> _DATA TO PROCESS_:
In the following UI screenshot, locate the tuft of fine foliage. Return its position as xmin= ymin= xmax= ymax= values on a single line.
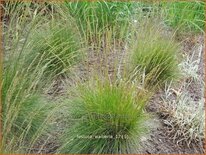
xmin=58 ymin=79 xmax=149 ymax=154
xmin=2 ymin=44 xmax=52 ymax=153
xmin=65 ymin=1 xmax=138 ymax=41
xmin=129 ymin=22 xmax=180 ymax=88
xmin=162 ymin=1 xmax=205 ymax=33
xmin=1 ymin=2 xmax=55 ymax=153
xmin=30 ymin=18 xmax=83 ymax=77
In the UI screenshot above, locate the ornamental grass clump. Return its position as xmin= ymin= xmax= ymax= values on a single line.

> _WHAT YOU NEED TO DO_:
Since the pictures are not wanted, transcribe only the rest of the material above, exactly as it stands.

> _OUTPUT_:
In the following UI screenshot, locate the tuft of fine foliage. Return its position as xmin= ymin= xmax= ymax= values on a single line.
xmin=58 ymin=79 xmax=149 ymax=154
xmin=2 ymin=44 xmax=52 ymax=153
xmin=65 ymin=1 xmax=138 ymax=41
xmin=129 ymin=22 xmax=180 ymax=88
xmin=162 ymin=1 xmax=205 ymax=33
xmin=1 ymin=2 xmax=55 ymax=153
xmin=30 ymin=18 xmax=83 ymax=77
In the UI screenshot above, locate the ornamental grass clump. Return its position as xmin= ymin= xmax= ymax= values on a single line.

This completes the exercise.